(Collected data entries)
-=-=-=-=-

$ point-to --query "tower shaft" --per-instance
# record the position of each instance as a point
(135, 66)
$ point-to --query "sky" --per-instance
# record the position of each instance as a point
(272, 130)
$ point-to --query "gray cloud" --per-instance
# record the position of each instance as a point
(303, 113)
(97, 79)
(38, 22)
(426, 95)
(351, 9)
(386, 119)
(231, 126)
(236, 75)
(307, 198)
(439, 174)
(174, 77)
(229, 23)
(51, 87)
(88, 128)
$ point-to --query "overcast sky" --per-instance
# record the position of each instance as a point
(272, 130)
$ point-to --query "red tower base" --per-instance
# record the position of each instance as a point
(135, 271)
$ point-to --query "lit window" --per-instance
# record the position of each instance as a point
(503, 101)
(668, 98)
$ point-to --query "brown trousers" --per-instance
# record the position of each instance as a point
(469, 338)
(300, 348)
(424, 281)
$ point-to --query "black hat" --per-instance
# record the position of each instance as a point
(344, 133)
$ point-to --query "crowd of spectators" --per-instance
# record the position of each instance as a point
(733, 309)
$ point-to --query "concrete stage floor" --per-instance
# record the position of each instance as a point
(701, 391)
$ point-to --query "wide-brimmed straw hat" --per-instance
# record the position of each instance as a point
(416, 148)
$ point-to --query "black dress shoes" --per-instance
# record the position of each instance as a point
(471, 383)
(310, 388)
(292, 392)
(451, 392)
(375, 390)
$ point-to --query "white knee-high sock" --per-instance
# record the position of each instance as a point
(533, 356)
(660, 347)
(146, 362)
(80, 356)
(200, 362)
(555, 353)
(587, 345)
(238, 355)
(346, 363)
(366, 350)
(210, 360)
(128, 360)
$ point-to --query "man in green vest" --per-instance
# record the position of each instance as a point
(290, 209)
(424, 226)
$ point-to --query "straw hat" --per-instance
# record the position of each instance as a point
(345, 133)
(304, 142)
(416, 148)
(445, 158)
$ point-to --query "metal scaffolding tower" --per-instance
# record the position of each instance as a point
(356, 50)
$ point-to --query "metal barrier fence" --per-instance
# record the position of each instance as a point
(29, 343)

-=-=-=-=-

## Task requirements
Work out how many lines of the records contain "black", and reply with the number alone.

## Task answer
2